### AVAILABLE DATA
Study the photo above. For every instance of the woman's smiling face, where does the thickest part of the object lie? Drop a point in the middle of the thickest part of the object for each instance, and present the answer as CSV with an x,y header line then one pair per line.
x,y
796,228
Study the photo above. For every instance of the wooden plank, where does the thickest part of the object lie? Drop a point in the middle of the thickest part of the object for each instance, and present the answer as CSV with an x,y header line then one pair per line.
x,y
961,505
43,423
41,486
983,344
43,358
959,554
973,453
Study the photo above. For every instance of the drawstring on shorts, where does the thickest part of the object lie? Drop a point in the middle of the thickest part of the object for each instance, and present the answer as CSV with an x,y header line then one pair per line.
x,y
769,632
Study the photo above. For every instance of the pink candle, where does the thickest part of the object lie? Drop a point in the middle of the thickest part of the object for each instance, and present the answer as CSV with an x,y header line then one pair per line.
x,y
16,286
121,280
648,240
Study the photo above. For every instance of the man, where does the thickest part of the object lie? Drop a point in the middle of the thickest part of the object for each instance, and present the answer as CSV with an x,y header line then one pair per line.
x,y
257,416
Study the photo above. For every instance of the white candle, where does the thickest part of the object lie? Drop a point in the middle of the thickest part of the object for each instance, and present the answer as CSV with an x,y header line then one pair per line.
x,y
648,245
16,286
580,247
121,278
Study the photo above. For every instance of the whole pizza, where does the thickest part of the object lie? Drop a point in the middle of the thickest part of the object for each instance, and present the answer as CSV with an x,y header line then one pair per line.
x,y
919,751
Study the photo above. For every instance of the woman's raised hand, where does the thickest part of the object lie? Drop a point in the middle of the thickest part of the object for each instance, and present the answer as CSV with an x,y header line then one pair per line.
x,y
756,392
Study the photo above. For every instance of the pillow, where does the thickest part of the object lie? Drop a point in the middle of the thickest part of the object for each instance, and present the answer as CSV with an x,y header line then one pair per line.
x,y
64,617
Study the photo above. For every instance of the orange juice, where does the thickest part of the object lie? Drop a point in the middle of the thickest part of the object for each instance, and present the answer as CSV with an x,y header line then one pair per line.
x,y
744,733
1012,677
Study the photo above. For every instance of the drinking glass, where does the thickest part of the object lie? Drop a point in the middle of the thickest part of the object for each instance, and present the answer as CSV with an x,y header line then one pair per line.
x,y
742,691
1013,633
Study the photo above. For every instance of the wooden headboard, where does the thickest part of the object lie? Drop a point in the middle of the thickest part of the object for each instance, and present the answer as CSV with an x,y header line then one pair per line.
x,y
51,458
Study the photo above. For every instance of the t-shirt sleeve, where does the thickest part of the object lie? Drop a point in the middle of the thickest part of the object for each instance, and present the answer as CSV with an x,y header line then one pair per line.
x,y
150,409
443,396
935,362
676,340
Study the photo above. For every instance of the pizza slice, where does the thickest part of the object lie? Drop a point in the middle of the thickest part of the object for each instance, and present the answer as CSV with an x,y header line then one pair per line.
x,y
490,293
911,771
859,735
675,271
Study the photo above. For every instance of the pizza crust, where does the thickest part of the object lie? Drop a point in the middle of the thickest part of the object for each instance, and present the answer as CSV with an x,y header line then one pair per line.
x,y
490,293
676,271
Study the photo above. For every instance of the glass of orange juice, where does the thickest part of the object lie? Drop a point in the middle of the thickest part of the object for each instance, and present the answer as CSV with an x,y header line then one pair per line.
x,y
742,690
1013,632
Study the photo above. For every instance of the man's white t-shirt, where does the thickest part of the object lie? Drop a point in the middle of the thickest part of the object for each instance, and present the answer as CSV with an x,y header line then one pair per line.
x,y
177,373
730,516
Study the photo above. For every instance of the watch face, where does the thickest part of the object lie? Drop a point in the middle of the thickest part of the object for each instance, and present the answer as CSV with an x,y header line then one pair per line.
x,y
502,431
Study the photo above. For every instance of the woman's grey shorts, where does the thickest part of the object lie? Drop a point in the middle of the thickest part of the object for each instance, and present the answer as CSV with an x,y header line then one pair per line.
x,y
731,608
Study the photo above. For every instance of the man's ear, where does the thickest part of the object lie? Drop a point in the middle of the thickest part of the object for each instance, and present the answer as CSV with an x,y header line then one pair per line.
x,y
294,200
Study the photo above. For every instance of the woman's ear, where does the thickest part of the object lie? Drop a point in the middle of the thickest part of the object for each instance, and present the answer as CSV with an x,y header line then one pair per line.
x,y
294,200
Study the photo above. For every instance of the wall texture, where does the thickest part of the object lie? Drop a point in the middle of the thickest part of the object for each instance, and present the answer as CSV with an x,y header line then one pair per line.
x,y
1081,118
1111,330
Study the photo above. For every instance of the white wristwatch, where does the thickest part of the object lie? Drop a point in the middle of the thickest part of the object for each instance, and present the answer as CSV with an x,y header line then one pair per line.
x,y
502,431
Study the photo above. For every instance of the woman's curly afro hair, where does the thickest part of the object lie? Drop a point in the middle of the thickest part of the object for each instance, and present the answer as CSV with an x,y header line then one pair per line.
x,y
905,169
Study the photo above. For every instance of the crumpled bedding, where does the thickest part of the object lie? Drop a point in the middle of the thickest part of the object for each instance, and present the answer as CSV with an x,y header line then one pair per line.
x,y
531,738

### GOAL OF THE EXERCISE
Repeat every one of the records above word for word, with nothing added, dropped, or changed.

### WRITTEN ANSWER
Study the photo above. For every instance of the woman's smiling face, where does the thickest part of the object lie? Drop a point in the middle of the thickest part of the object for each instance, and present the answer as CSV with an x,y header line then one pair per line.
x,y
796,228
Study the photo above. For every instance of the wooden plank, where does the thickest part of the object lie? Drop a point in the middle of the thickest part of the object for each instance, and present the answer as CSV with an x,y header line then one pair per line.
x,y
961,505
43,423
41,486
983,344
43,358
959,554
973,453
Study the photo above. For every instance of the drawstring on shorts, where does the thickest part of the object lie? Drop a point in the middle of the thickest part of the object for each instance, and present the answer as CSV with an x,y header line then one pair per line.
x,y
769,632
Study the photo above. For every instance of the pink candle, where does the thickest part of the object lie? Drop a point in the middle of the thickest part of the object for each instance, and present the answer as CSV with an x,y header line then one pair per line.
x,y
16,286
121,280
648,240
Study the photo above. For every instance of the man, where does the thickest part of the object lie? Drop a point in the middle of the thickest part of the object for each instance, and present the answer as CSV with an x,y header line then one pair per line.
x,y
257,416
Study the photo above. For every instance of the white candle, where does the thickest part of the object lie? Drop a point in the middle of the thickest part of the object for each instance, and present the answer as CSV with an x,y header line then one pair per line.
x,y
648,245
16,286
580,247
121,278
Study the photo above. For every instance of the whole pizza, where does the thickest part of the object lie? Drop a point in the middle of the thickest part of the object for each instance, and present the answer as CSV with an x,y header line then one pair per line.
x,y
919,751
Study the photo above. For every instance of the woman's raised hand, where does the thickest part of the object lie? Drop a point in the middle of the thickest part of the object for each instance, and present the answer as CSV with an x,y header line then one pair per line.
x,y
756,392
Study the photo above. For every instance of the pillow, where does the thickest part of the object lie? Drop a point in the middle of the thickest part of the object for each instance, and present the answer as CSV with an x,y header line then one pair per line.
x,y
64,617
Study the photo above. For every instance of the orange juice, where does the thickest part of the object lie? Drop a point in the middle of the thickest part of the object for each instance, and present the answer as CSV with an x,y header line then one pair per line.
x,y
744,733
1012,677
Study the photo above. For every instance of the drinking glass, where does the thickest part of the object lie? Drop a point in the middle of the thickest part of the object for each instance, and present the answer as CSV with an x,y header line then one pair per line.
x,y
742,691
1013,633
Study the photo above. For every instance of the wooden headboard, where does the thickest part of the object lie? Drop a point in the middle of the thickest part of the object for each instance, and present the answer as CSV with an x,y header line then one pair per line.
x,y
51,458
Study the photo above. For every instance of the t-shirt sleeve, where does the thickest part of the object lie? Drop a point in the middle of the thickest part of the object for each instance, and present the answer as CSV with an x,y header line then one pair per line.
x,y
150,409
443,396
935,362
676,340
Study the photo above. For every instance of the pizza slice, where does the thickest part of the object lie? Drop a point in the middle of the thickest part of the object for each instance, and present the answer as CSV with an x,y header line then one pair per line.
x,y
490,293
911,771
859,735
675,271
Study the photo above. For every instance of the pizza crust, where does the thickest part of the object lie? Drop a point in the middle of the thickest part of the object for each instance, and present the answer as CSV with an x,y header line then one pair per line.
x,y
490,293
676,271
Study the photo above. For every instance of the glass of orange juice, where does the thickest part of the object lie? Drop a point in the middle of the thickest part of the object for each instance, and present the answer as CSV with an x,y header line then one pair per line.
x,y
742,690
1013,632
Study the photo above. For every instance of the man's white t-shirt, where does the thickest part of the object lie? Drop a point in the middle of the thickest part of the object for each instance, and present the answer as CSV with an x,y header line then one pair per line.
x,y
177,373
730,516
Study the photo above. For every instance of the watch face, where does the thickest part of the object lie? Drop a point in the middle of the thickest part of the object for each instance, and present the answer as CSV with an x,y header line then one pair per line.
x,y
502,431
Study the photo above. For every instance of the woman's grey shorts, where does the thickest part of the object lie? Drop a point in the middle of the thickest part of the object for each instance, and present the answer as CSV with an x,y header line then one pair per line.
x,y
731,608
Study the photo above. For every instance of the man's ear, where does the thickest part of the object lie? Drop a point in the middle of the thickest part of the object for each instance, and present the answer as CSV with an x,y header line then one pair per line.
x,y
294,200
Study the photo above. For every instance of the woman's ear, where does the thickest part of the object lie? Drop a point in the middle of the thickest part of the object for each instance, and present the answer as CSV with an x,y header line then one pair per line.
x,y
294,200
Study the photo above. For every instance of the wall texture, where does the thickest part of the object lie? Drop a point in the middle of the thickest part of the object for each instance, and present the answer as CSV with an x,y header line then one pair per line.
x,y
1081,118
1111,330
Study the photo above. For every instance of the white wristwatch, where does the thickest part of the object lie? Drop a point in the middle of the thickest part of the object for each instance, and present the answer as CSV with an x,y header line then one pair per line.
x,y
502,431
Study the photo above. For every instance of the woman's curly afro hair, where does the thickest part of the object lie? Drop a point in the middle of the thickest part of the object for each instance, and present the answer as CSV with an x,y header line then one pair per line.
x,y
905,169
Study the photo above. For every instance of the crumpled bedding, where does the thickest part of the object lie? Drop a point in the middle of the thickest part of the object for each instance, and present the answer as CSV with an x,y header line then one pair per line.
x,y
531,738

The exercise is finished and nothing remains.